All these philosophers presuppose transitivity of the philosophically relevant forms of inferential justification. For not only do most of them run arguments like the one lately gleaned from Wittgenstein. All of them use variations on the Immediacy Argument against realism. And it is indeed true that many traditional realists did imagine some such dubious unmediated intuitive vision or mental grasp of word-world fit, some such God's-eye view. But this only shows they were victims of the same argument-form that lies behind the Immediacy Argument against them. The idea in both cases is as above: were there some inferential justification (or criticism) of word-world fit -- some further argumentative recourse -- it would give rise to a tight little closed circle. So there can be no noncircular inferential justification or criticism at this level of fundamentality. Therefore, if there is to be any justification at all it must be noninferential, that is to say by way of some immediate insight into the relation of representation to represented, some absurd transcendental View from Nowhere. Again the key presupposition is that the relevant forms of inferential justification are transitive.

The transitivity presupposition is what Putnam, Derrida and the rest share with Descartes. It is what makes them all "deep-structural foundationalists." Deep-structural foundationalism is the view that as regards suitably deep philosophical matters, there is always some point at which reason-giving must leave off, on pain of vicious regress or circularity. If reason-giving -- that is, inferential justification -- is transitive, then to give reasons for a belief, and reasons for those reasons and so on, is to set us off on a regress that can only be stopped by appeal to some belief that cannot be justified by anything further. This basic belief is either unjustified or immediately justified or justified only relative to some individual or form of life. (For details see Post (1996).)

## Listing:
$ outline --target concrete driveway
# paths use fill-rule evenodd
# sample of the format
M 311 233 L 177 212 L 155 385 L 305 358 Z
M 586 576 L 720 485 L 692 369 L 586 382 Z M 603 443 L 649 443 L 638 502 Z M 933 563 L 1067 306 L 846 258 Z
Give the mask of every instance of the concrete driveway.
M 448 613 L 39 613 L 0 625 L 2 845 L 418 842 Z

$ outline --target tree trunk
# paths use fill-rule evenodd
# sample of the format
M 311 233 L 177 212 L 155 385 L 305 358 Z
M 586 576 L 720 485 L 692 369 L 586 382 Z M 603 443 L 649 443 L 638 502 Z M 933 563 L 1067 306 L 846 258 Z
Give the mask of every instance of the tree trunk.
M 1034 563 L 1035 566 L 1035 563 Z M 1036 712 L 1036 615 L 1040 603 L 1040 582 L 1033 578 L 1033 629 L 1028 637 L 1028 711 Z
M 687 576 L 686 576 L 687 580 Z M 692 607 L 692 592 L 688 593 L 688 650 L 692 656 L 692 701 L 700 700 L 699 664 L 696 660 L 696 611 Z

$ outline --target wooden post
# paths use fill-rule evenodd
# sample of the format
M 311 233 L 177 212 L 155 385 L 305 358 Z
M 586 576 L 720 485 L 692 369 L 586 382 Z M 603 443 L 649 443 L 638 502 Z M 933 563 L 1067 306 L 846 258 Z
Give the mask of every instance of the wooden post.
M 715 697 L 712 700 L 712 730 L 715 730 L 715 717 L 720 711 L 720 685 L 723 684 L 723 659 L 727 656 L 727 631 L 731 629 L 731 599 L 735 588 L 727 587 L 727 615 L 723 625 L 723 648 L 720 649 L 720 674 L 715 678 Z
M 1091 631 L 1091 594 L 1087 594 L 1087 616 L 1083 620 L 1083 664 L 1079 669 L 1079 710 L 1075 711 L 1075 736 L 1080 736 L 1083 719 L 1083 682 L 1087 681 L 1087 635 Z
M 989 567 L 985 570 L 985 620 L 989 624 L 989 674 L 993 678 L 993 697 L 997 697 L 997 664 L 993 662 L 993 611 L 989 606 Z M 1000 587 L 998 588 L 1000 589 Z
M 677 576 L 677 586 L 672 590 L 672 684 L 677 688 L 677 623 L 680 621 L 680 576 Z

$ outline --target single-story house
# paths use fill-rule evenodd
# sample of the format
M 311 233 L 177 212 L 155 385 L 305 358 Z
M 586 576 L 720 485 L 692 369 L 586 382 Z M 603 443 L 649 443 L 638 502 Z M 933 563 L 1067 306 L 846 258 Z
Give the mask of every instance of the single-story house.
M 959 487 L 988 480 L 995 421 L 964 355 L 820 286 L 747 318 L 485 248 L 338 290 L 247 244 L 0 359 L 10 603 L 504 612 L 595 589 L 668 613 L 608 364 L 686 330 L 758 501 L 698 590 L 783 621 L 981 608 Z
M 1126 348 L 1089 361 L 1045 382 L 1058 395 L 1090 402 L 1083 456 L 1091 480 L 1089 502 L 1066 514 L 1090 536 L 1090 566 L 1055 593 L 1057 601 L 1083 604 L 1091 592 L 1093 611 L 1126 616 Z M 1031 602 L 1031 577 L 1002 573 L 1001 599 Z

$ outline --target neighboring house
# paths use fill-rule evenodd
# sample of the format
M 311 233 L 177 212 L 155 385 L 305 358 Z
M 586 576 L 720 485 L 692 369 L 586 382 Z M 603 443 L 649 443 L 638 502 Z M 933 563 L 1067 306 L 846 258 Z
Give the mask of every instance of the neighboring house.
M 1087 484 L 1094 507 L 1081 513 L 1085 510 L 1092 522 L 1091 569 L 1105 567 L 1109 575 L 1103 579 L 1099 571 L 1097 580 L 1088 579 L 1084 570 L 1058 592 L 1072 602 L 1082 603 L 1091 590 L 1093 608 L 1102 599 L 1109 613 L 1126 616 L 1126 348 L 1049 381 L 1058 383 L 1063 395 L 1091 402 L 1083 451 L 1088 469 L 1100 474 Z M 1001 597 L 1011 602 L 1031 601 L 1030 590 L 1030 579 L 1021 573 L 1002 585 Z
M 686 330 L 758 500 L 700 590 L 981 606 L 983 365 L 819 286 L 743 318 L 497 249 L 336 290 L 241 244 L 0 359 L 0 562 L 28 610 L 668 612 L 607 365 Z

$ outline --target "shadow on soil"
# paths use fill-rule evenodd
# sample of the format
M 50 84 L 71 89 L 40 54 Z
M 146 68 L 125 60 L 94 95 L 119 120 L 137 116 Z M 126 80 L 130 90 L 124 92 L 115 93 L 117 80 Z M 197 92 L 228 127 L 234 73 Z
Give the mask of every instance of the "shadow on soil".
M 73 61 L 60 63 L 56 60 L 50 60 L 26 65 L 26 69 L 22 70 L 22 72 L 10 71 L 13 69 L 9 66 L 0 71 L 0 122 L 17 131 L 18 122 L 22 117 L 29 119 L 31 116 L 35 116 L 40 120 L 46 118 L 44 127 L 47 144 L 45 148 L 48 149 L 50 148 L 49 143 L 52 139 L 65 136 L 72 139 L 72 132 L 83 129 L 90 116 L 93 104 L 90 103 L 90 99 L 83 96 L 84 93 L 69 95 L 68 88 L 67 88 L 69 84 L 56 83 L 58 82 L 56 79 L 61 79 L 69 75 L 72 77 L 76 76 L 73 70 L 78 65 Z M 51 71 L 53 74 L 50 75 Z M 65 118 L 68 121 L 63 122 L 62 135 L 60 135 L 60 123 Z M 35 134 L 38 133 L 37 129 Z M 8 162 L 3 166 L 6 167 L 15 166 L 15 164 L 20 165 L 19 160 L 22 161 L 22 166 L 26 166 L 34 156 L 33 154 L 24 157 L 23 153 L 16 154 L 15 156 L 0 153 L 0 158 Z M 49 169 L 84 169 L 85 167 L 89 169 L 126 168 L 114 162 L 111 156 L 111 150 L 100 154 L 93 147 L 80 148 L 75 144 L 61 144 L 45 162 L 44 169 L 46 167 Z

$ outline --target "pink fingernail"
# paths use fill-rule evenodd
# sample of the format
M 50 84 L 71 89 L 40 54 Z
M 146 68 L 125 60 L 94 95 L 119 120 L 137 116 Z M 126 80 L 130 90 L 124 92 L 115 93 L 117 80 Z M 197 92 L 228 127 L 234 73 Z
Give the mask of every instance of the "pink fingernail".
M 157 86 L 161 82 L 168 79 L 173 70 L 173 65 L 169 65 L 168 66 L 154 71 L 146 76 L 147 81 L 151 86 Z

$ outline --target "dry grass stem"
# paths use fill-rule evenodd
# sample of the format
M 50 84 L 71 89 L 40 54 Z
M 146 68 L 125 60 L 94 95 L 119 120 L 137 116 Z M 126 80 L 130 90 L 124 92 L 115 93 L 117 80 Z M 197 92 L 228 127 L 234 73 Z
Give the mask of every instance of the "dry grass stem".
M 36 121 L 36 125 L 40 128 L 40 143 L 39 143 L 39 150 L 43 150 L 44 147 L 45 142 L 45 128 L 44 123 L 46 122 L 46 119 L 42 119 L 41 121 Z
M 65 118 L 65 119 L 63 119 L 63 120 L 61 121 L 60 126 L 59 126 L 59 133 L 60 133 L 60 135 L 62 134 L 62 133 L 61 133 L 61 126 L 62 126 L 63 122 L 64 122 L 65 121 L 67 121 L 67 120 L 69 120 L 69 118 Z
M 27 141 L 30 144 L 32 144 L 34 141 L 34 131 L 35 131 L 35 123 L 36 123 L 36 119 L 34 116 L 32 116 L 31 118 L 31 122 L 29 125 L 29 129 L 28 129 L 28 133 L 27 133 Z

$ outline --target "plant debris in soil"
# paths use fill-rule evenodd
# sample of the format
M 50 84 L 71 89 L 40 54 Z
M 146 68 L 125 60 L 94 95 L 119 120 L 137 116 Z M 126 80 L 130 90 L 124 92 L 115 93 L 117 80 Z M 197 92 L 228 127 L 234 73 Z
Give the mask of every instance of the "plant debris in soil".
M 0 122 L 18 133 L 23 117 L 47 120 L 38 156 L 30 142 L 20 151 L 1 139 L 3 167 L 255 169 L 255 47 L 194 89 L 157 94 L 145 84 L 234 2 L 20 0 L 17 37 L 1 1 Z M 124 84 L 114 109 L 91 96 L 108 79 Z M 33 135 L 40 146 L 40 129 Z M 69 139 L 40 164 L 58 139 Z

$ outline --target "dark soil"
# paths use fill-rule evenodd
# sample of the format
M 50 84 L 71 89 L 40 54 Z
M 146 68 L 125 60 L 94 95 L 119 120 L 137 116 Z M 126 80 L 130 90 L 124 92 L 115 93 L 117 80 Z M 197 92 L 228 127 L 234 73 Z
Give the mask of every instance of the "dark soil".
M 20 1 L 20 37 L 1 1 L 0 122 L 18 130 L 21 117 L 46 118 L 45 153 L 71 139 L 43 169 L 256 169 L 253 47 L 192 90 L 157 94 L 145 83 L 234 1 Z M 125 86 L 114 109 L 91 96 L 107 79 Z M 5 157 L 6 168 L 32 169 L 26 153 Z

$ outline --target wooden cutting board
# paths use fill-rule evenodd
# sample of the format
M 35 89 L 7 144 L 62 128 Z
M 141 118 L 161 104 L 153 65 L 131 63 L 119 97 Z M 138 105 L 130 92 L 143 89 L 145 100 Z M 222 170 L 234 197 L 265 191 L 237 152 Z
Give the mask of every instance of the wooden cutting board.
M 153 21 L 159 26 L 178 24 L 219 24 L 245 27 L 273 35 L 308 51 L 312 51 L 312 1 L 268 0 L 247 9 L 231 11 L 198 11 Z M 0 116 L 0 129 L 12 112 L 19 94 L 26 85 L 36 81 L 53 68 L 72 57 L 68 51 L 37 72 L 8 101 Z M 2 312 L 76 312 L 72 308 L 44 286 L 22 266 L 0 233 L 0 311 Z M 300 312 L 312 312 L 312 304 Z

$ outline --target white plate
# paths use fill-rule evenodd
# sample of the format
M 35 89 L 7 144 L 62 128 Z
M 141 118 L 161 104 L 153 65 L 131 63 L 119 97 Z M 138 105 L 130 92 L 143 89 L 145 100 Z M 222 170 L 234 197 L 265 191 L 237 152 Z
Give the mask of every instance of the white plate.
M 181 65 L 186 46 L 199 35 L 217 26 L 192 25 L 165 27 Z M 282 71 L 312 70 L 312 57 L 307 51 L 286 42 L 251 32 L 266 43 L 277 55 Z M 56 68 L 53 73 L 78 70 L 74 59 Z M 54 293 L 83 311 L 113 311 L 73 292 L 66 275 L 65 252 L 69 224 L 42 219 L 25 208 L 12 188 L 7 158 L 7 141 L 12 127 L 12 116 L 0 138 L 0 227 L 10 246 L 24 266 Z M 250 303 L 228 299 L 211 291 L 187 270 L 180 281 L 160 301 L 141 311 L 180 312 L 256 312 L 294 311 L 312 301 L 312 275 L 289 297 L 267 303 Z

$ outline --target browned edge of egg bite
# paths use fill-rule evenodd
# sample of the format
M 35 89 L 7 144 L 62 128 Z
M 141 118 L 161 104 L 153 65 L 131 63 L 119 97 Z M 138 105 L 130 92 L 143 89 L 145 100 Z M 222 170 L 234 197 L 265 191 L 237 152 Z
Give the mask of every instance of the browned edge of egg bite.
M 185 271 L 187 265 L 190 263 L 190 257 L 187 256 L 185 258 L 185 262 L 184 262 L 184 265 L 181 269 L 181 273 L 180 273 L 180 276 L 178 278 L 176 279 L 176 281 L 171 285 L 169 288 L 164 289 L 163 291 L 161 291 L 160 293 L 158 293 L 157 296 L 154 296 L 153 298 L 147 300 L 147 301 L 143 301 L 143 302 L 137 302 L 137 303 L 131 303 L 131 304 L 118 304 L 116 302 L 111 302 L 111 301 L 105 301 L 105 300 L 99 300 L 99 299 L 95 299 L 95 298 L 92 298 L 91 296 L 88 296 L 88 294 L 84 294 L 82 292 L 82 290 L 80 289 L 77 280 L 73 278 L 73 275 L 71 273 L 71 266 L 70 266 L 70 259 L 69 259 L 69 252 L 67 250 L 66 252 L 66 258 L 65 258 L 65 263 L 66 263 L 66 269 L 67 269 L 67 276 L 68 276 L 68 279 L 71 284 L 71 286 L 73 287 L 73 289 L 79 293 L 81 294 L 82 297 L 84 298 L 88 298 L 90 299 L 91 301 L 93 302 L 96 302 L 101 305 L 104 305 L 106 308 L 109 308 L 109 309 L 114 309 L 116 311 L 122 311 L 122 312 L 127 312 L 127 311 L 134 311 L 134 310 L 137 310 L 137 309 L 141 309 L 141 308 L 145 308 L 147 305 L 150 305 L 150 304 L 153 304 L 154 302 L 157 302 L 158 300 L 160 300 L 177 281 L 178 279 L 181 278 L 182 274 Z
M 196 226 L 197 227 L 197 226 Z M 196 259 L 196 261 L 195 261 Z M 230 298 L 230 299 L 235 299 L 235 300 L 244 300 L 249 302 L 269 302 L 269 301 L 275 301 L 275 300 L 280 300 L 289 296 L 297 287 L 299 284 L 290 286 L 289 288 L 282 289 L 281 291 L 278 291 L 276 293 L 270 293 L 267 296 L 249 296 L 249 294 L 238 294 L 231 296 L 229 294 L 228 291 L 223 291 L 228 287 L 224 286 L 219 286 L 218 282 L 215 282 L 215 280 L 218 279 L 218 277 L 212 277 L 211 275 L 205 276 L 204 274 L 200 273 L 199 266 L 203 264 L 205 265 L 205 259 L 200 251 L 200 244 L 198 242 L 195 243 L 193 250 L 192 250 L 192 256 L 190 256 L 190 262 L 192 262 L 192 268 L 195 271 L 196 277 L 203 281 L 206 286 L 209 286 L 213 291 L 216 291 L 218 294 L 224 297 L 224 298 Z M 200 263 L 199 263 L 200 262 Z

## Aim 1:
In the passage on transitivity, transcribe the text between "The transitivity presupposition" and "see Post (1996).)", inclusive.
## Aim 2:
Condense the paragraph of the passage on transitivity that begins "The transitivity presupposition is what Putnam," keeping its main points.

## Exercise response 1:
The transitivity presupposition is what Putnam, Derrida and the rest share with Descartes. It is what makes them all "deep-structural foundationalists." Deep-structural foundationalism is the view that as regards suitably deep philosophical matters, there is always some point at which reason-giving must leave off, on pain of vicious regress or circularity. If reason-giving -- that is, inferential justification -- is transitive, then to give reasons for a belief, and reasons for those reasons and so on, is to set us off on a regress that can only be stopped by appeal to some belief that cannot be justified by anything further. This basic belief is either unjustified or immediately justified or justified only relative to some individual or form of life. (For details see Post (1996).)

## Exercise response 2:
Putnam, Derrida and the others share with Descartes the presupposition that inferential justification is transitive, which makes them all "deep-structural foundationalists." On this view, for deep philosophical matters, reason-giving must stop somewhere to avoid vicious regress or circularity. If reason-giving is transitive, giving reasons for reasons starts a regress that can end only in a basic belief that nothing further justifies. That belief is either unjustified, immediately justified, or justified only relative to an individual or form of life (see Post (1996)).